- [PASSAGE]
++++++++++++++++++++
Asked where he got the name, Gilbert traced back his associations. IPA (India Pale Ale): Gandhi. Beer cans (metal bodies): robots. Thus: Gandhi-Bot.
The brewery added an image of a robotic Gandhi to go with the spirited title, and the beer took off. It was catchy, delicious and all in good fun—or so it seemed to the brewers. Then, two years ago, an article came out in a large Indian newspaper about the craft brewery’s depiction of a robotic Gandhi.
Imagine a beer can exploding. Now multiply that by India.
Messages of protest poured in. News crews, too. Conan O’Brien even mentioned it on his talk show.
The saying goes that there’s no such thing as bad publicity, but Leonard, for one, wasn’t enjoying the fuss. When the brewery started receiving death threats, he says, it was the last straw. The beer’s name was changed to G-bot, and the label art changed, too. It now shows a robotic hand, rising out of metallic rubble, two fingers fixed in the sign for peace.
That wasn’t the only time NEBC got heat for having fun. A few years back, the brewery received a letter from George Lucas’s lawyers regarding the can art for its seasonal December beer Imperial Stout Trooper. Instead of embroiling themselves in a legal battle with an Empire-sized behemoth, the brewers made their stout trooper go undercover with Groucho Marx glasses—complete with protruding nose, bushy eyebrows and mustache. (So far, Star Wars’s masters seem satisfied.)
++++++++++++++++++++
- [DATA RECORDS]
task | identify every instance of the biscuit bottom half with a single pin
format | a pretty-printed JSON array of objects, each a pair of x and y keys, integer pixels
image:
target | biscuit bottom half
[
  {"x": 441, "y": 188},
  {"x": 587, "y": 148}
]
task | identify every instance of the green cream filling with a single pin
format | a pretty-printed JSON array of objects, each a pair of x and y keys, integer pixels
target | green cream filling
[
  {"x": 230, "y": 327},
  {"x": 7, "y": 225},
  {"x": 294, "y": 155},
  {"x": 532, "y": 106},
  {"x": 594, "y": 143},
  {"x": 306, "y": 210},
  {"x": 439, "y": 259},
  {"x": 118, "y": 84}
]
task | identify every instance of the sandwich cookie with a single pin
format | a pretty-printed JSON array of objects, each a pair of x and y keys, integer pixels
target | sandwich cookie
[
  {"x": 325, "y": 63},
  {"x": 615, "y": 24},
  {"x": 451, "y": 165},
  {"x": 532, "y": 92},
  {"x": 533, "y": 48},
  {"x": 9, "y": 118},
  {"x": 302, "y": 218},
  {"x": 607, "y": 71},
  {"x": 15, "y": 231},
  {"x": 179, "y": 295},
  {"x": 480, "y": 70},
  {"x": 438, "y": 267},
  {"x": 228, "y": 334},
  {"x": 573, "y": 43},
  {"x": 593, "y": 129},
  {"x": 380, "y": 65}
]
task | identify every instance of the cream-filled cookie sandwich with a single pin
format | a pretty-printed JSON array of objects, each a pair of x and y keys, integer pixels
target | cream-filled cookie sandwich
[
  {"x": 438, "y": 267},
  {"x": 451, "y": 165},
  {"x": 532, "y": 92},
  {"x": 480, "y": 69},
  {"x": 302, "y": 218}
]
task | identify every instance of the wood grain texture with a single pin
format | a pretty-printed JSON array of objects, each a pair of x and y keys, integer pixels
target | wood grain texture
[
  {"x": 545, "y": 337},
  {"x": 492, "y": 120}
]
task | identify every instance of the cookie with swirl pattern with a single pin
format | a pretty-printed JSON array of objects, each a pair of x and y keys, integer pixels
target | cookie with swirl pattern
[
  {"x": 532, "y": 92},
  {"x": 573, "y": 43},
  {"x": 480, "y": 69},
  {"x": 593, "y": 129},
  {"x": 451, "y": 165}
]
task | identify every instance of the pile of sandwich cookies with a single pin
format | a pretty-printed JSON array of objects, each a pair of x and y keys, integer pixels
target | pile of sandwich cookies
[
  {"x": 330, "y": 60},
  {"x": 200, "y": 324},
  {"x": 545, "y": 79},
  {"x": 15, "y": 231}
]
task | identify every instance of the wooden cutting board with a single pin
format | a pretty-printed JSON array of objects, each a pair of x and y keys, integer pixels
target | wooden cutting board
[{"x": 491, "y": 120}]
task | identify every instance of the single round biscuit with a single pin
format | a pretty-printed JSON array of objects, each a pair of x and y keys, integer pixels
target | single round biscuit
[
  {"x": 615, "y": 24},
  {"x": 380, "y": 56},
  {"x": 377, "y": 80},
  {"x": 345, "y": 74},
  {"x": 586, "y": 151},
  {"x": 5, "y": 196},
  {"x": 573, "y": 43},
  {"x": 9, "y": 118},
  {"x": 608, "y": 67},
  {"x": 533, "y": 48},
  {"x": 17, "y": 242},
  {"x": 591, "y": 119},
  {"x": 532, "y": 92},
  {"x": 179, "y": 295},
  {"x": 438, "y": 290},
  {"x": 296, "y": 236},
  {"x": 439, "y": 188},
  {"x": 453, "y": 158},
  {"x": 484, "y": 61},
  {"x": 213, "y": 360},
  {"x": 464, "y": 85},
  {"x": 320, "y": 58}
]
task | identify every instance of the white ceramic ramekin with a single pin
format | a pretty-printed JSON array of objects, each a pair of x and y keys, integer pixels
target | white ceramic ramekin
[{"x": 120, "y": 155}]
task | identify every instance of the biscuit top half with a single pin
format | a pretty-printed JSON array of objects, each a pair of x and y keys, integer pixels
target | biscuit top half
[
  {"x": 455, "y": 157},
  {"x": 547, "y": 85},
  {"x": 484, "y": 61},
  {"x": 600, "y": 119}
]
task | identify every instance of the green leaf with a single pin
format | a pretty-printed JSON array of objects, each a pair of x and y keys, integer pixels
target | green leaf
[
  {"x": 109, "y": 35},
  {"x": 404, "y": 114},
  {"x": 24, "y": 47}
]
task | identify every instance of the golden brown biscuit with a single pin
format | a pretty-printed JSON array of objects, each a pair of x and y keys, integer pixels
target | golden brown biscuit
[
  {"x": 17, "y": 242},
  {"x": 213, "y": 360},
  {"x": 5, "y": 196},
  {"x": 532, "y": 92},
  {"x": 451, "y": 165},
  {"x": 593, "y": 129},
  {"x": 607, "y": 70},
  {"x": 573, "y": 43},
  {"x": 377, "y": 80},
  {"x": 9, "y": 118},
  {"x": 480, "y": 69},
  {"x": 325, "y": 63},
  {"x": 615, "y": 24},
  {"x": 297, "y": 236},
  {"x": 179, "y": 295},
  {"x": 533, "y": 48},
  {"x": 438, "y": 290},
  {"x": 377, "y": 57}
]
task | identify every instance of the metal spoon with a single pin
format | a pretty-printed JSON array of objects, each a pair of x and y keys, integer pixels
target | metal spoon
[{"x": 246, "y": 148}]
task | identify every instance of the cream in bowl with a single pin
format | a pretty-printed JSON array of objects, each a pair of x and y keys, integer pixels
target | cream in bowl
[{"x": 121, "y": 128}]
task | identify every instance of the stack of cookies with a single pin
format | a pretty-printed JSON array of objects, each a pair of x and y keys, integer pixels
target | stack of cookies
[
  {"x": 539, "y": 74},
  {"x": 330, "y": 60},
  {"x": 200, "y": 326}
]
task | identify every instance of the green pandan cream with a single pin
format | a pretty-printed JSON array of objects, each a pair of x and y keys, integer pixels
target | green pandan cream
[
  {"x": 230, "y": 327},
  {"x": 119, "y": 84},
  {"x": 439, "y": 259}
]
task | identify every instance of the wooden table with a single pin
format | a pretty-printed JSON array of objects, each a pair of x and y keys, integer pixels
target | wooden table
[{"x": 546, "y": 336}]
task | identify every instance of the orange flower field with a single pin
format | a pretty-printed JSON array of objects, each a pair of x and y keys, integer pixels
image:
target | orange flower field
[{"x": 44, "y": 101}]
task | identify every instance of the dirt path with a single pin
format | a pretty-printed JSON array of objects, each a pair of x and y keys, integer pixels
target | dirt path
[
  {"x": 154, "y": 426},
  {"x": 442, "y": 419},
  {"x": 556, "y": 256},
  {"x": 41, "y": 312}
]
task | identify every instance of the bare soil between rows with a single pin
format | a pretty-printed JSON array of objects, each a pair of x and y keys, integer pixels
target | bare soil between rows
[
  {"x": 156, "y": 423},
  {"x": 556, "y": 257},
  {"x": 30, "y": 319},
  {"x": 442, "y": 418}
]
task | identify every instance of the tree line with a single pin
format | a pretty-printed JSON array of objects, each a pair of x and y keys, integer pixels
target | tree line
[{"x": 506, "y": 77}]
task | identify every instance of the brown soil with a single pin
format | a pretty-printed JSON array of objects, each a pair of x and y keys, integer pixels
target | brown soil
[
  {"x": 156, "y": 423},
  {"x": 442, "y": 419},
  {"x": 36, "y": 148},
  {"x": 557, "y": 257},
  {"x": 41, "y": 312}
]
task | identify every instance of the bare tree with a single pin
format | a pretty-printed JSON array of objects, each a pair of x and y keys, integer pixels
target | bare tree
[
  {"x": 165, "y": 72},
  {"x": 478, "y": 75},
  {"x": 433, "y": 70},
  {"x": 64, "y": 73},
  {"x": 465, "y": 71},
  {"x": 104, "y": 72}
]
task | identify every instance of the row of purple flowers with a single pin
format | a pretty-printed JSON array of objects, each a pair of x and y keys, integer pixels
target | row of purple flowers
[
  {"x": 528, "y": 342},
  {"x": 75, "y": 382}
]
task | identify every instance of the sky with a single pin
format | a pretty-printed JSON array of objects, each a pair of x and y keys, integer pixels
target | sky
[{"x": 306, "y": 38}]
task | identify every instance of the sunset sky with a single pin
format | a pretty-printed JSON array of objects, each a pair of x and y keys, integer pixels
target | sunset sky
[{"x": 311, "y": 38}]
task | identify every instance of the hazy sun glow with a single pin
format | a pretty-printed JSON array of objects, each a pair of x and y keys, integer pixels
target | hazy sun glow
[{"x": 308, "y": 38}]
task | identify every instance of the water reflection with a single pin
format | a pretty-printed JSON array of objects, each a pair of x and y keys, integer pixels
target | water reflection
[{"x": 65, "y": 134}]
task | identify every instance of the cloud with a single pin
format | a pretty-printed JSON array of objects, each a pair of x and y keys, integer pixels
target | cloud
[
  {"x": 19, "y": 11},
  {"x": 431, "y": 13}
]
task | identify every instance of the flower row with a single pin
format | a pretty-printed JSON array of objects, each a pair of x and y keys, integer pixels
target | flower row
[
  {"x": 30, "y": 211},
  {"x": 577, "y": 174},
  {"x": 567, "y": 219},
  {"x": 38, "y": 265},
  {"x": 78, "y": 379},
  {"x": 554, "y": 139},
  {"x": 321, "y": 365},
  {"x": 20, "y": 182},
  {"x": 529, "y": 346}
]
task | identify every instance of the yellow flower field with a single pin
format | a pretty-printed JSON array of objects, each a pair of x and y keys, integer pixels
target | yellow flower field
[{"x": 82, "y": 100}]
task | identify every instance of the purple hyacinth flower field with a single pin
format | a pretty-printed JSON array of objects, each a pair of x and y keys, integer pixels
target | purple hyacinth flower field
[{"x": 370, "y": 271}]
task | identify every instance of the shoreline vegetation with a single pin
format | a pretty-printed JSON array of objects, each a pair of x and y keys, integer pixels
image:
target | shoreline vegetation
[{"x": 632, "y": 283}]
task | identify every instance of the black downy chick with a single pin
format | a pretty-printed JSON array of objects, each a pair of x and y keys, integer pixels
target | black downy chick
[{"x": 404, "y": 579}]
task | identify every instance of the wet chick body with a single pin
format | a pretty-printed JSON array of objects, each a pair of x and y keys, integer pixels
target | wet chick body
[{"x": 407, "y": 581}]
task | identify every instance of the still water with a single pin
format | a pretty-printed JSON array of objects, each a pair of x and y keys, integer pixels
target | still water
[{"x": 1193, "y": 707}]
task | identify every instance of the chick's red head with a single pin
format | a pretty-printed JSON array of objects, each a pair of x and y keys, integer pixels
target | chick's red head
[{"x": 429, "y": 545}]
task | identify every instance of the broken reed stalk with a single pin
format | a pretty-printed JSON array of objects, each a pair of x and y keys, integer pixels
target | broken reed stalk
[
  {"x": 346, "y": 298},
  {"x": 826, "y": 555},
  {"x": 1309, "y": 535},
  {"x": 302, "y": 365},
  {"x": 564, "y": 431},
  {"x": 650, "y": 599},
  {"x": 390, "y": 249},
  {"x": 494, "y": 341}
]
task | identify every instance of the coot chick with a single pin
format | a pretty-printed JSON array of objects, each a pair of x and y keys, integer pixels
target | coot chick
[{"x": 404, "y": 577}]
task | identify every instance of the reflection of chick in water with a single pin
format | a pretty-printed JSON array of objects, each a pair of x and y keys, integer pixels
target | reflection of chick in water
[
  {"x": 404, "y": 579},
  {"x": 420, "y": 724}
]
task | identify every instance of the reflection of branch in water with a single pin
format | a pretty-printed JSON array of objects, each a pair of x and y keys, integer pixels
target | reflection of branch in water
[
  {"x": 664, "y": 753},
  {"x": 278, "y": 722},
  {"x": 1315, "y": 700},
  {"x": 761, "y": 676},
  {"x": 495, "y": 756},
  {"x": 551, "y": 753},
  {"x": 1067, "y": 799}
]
++++++++++++++++++++
- [THINGS TO DO]
1. Report how many lines of the listing contain the string "between", treating uppercase and lowercase as different. Give only the number.
2. Continue the passage about the brewery's controversial beer labels from its final sentence.
The brewery passage and the listing were taken from unrelated sources.

- [SOLVED TASKS]
1. 2

2.
Over the course of a year, the brewery produces some 30 different beers, many of them with similarly playful names. A popular one is 668: The Neighbor of The Beast—a yeasty, food-friendly, year-round Belgian-style brew. But many of NEBC’s concoctions can only be bought seasonally, or during special limited releases, and often only at the brewery itself.
Coriolis, an aromatic, peachy, double IPA that uses a difficult-to-get New Zealand hop, is one of those special-issue beers, and it can only be got in-house. The label, as usual, is provocative. It shows a T-Rex holding a dead—or at least unconscious—hobbit in its teeth. The surreal mashup comes from the idea that both Jurassic Park and The Lord of the Rings were filmed in New Zealand. And dinosaurs, after all, need to eat.
Ignoring the fact that Jurassic Park was actually filmed in Hawaii, let’s hope Steven Spielberg and Peter Jackson, for their part, can appreciate the brewery’s sense of humor.
New England Brewing Co.
175 Amity Rd, Woodbridge (map)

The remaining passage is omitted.